▶ **WORK TO DO**
Beginning at the line that contains "find the black dress shoe", transcribe the remaining lines of the listing exactly; include the final line and omit everything before.
============================================================
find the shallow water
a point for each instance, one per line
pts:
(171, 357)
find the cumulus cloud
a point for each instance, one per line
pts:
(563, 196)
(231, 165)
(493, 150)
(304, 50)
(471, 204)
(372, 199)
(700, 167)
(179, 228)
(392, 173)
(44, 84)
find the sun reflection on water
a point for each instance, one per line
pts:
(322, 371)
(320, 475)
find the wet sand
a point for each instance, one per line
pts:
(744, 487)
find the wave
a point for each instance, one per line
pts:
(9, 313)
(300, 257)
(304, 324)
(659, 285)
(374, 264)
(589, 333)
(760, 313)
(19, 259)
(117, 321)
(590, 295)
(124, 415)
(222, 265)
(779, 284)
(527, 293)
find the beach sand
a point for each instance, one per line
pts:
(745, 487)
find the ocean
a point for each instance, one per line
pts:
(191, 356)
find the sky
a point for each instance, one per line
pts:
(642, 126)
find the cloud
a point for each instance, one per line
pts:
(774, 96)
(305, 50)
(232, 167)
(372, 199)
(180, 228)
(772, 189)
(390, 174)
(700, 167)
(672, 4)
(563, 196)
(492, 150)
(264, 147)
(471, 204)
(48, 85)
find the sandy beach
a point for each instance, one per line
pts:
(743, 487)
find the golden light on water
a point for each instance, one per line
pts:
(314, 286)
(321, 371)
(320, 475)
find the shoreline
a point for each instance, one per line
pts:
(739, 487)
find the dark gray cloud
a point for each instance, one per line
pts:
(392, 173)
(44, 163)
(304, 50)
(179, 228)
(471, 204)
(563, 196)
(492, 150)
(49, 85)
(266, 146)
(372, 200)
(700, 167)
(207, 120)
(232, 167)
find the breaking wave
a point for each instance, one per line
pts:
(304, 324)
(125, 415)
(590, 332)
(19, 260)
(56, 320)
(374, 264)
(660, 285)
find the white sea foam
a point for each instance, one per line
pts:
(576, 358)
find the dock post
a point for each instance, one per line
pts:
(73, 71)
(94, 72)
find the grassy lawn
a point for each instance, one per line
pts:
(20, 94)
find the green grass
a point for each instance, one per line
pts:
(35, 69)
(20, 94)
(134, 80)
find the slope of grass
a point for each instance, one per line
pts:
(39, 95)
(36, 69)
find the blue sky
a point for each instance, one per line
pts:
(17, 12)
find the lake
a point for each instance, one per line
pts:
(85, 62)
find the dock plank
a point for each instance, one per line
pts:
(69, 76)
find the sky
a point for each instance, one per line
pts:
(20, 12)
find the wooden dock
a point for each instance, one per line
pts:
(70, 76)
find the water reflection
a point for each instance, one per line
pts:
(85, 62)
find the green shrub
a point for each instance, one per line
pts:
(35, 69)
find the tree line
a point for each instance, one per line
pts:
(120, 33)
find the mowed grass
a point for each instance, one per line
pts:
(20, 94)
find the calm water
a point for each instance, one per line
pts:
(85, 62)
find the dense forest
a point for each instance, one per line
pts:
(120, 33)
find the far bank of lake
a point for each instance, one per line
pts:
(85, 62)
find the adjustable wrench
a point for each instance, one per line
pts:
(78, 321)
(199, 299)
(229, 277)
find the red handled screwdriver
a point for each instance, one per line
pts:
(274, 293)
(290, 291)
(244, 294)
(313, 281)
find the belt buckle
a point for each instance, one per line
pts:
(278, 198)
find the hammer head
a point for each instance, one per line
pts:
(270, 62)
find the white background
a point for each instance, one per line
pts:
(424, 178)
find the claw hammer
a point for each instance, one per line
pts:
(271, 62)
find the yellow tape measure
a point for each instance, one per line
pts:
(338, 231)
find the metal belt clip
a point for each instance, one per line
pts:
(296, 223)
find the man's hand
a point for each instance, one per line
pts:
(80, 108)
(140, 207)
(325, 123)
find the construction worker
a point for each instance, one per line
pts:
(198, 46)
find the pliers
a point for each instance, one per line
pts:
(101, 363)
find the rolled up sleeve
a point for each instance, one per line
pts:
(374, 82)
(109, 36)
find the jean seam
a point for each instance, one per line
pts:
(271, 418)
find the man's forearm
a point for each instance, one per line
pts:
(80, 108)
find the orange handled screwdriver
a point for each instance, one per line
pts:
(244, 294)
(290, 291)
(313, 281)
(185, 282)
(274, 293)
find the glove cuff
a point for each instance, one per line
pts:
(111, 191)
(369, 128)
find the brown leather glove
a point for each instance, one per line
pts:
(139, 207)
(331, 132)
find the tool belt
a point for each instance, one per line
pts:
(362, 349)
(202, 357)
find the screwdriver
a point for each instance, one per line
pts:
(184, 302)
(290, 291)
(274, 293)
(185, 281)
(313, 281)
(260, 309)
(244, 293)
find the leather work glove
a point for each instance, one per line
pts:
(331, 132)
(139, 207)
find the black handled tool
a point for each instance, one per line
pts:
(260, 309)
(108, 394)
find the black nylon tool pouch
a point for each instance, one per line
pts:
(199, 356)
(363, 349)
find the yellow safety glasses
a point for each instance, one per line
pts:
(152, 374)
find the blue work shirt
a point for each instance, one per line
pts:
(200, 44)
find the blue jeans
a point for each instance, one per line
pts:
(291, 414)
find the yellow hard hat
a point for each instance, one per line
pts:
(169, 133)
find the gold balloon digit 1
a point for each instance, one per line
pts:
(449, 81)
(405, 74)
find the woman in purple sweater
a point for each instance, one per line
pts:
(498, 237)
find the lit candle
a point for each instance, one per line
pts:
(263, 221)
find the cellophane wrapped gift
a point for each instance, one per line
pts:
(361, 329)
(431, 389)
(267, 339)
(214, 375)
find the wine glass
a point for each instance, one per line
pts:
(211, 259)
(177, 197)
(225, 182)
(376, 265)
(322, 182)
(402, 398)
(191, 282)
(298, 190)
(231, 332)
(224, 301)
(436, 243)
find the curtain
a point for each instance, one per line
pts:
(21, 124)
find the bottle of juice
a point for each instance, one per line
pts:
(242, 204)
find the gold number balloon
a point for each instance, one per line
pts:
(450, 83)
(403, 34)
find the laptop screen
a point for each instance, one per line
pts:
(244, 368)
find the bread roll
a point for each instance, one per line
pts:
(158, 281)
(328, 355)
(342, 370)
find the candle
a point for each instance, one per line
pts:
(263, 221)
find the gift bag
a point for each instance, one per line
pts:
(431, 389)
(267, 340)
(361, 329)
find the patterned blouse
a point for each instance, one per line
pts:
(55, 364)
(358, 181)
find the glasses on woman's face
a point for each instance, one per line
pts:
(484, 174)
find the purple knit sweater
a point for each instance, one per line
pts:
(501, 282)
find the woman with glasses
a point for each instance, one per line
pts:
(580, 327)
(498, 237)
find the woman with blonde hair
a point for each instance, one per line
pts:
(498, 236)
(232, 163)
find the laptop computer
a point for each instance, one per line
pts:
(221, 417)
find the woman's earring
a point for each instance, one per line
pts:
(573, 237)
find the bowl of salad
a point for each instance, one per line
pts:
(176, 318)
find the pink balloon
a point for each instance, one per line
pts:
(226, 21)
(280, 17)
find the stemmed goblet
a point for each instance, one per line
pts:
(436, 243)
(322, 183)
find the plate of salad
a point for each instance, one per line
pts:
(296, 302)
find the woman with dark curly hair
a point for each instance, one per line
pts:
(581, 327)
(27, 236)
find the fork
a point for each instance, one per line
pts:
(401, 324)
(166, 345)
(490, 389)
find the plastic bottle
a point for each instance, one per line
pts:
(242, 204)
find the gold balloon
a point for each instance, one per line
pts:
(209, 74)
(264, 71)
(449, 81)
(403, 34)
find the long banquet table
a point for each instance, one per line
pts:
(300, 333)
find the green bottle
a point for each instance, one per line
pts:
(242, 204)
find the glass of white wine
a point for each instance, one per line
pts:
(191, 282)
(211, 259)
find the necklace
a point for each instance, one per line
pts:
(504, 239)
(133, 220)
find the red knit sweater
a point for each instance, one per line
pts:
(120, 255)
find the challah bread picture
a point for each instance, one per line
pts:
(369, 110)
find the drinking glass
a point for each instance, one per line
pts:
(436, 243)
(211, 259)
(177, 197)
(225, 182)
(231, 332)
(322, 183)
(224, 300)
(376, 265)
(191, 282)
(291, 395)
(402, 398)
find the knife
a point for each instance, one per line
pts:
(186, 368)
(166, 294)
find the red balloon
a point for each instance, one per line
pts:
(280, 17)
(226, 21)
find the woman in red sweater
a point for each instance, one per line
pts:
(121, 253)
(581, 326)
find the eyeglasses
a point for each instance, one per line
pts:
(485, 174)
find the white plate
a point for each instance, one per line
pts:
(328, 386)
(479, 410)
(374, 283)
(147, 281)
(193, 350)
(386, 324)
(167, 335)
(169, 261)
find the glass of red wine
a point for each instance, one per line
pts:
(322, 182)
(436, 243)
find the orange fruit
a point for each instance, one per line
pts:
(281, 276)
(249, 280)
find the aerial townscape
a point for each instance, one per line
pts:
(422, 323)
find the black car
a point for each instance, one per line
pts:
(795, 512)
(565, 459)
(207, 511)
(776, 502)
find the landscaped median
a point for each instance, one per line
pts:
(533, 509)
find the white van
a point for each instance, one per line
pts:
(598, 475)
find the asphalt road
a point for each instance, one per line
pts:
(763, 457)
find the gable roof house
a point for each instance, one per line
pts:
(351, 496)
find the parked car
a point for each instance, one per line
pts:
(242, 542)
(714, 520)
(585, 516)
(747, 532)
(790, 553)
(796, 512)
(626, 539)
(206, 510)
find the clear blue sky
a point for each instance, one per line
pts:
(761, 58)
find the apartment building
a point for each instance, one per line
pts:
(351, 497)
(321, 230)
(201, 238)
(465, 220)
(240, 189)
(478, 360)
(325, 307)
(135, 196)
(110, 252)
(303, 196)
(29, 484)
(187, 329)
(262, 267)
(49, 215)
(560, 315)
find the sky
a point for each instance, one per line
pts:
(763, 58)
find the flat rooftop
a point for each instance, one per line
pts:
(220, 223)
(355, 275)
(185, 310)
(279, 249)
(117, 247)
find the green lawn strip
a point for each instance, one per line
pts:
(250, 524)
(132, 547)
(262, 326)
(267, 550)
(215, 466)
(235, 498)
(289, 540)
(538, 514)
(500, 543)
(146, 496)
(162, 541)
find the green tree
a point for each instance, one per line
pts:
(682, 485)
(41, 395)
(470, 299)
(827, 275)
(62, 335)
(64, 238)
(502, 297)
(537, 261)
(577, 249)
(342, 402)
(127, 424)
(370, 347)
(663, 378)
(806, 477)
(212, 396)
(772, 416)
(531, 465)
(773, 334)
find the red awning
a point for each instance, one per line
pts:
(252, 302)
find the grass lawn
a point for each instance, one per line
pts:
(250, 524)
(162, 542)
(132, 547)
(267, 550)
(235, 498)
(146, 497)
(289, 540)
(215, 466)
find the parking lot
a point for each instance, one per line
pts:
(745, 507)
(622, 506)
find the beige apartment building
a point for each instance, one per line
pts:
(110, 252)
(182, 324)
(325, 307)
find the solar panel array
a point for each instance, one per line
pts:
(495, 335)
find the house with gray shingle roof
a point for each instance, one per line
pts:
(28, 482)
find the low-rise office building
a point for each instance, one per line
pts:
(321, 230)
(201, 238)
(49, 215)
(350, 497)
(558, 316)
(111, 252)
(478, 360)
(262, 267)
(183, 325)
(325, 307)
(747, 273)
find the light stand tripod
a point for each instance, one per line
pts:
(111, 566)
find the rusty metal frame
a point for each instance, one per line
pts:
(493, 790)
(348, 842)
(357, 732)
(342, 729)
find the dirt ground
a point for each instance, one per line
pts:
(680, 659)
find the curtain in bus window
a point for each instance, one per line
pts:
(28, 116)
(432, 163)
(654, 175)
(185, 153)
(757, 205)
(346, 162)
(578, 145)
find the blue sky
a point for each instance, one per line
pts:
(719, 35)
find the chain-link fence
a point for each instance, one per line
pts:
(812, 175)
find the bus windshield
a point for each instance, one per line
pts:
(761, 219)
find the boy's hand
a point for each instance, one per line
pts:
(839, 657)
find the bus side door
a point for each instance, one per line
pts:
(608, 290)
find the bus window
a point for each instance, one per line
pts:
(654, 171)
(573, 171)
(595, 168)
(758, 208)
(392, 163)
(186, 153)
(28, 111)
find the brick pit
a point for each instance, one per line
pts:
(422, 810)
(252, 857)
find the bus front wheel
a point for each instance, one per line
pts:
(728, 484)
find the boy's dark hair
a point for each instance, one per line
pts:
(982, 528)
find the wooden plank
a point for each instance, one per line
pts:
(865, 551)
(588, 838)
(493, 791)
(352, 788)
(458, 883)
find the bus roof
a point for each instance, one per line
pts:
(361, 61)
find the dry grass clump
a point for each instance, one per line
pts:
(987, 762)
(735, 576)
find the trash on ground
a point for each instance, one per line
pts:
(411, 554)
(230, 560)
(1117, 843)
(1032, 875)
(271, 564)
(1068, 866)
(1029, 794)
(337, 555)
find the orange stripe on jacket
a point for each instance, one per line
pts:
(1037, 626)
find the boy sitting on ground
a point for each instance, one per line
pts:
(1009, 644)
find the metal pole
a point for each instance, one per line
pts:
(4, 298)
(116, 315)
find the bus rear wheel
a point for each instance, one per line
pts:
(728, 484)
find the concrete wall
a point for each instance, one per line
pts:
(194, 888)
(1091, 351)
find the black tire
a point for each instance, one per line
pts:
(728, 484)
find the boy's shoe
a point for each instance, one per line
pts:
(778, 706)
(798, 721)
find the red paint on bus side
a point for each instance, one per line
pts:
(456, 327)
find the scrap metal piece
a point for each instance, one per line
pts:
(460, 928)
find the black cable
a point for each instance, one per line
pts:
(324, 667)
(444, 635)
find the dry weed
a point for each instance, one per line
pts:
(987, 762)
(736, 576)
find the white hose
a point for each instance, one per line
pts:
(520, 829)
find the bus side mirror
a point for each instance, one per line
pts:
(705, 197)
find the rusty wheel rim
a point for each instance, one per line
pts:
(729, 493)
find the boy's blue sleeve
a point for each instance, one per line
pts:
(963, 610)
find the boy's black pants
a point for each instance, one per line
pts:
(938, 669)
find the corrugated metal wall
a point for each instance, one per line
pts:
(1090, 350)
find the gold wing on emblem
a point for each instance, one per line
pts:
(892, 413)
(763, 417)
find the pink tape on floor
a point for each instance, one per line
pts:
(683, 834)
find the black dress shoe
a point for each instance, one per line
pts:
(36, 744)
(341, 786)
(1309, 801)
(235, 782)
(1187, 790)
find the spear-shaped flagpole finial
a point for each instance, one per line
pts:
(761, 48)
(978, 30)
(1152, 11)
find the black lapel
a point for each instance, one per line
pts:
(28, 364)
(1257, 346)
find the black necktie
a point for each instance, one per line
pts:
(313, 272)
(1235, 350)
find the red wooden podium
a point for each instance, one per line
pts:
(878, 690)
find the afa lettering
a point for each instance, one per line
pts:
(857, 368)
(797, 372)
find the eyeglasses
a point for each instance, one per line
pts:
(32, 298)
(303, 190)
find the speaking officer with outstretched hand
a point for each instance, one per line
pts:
============================================================
▶ **IN RESPONSE**
find the black dress shoe
a point for each instance, one per line
pts:
(36, 744)
(341, 786)
(1309, 801)
(235, 782)
(1187, 790)
find the spear-shaped flagpole finial
a point for each instance, one per line
pts:
(761, 48)
(978, 30)
(1152, 11)
find the black lapel
a point for each instance, one per line
pts:
(28, 364)
(1257, 346)
find the black necktie
a point for each instance, one per line
pts:
(313, 272)
(1235, 350)
find the red wooden podium
a point for each instance, one per line
pts:
(878, 690)
find the afa lettering
a point for each instance, one per line
pts:
(857, 368)
(797, 372)
find the eyeglasses
a point for each instance, one per line
pts:
(32, 298)
(303, 190)
find the speaking officer with outstretched hand
a point for each instance, one per line
pts:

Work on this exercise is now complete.